Task item -> For every line in the data below that contains "frame", copy the line.

..........

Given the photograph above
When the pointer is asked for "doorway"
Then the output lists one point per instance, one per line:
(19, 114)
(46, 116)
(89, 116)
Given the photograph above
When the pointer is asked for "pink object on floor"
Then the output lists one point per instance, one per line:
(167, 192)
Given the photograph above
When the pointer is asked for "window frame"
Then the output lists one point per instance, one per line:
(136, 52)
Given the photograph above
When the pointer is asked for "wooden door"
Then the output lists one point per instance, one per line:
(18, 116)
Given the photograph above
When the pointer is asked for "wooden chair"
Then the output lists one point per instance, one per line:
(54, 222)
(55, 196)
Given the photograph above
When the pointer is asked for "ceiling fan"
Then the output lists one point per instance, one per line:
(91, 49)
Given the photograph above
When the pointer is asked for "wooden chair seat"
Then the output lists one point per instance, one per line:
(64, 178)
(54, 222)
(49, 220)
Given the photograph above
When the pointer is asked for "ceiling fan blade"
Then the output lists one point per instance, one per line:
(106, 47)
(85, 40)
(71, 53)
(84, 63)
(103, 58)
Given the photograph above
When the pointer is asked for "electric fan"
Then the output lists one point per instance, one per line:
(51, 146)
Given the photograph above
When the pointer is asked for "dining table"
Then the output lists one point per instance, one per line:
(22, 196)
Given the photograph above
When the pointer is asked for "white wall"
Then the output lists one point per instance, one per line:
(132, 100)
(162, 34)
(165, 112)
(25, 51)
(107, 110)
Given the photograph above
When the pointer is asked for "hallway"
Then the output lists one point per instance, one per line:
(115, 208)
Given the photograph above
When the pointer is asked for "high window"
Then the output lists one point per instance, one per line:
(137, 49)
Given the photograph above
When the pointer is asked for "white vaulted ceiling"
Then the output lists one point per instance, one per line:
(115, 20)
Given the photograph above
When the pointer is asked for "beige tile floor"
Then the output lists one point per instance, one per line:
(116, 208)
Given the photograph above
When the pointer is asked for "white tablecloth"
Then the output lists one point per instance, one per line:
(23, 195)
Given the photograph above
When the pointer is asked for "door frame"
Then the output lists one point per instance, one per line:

..........

Finished task ->
When the pointer is asked for "window frame"
When the pointer is asked for "door frame"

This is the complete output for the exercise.